Copy each line of the records below word for word.

Data ->
_ _ _ _
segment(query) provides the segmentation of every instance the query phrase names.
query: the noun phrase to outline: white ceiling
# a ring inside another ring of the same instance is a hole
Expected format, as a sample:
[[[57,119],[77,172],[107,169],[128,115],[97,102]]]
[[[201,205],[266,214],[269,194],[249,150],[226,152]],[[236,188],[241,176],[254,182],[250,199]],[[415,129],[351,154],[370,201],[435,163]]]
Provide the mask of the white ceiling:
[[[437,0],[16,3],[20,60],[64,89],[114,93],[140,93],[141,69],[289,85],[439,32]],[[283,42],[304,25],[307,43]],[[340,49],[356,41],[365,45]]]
_ _ _ _
Output of the exercise ->
segment(query) provides the segmentation of every instance the query phrase names.
query: the noun phrase to outline: white ceiling
# a ring inside another ring of the same instance is a hole
Expected format, as a sample:
[[[57,119],[77,172],[107,169],[128,115],[97,102]]]
[[[201,205],[266,214],[269,194],[249,150],[226,152]],[[236,188],[241,176],[254,182],[250,199]],[[415,129],[351,154],[370,201],[435,163]]]
Provide the mask of the white ceiling:
[[[437,0],[16,3],[20,60],[64,89],[114,93],[140,93],[141,69],[289,85],[439,32]],[[283,42],[304,25],[307,43]],[[340,49],[356,41],[365,45]]]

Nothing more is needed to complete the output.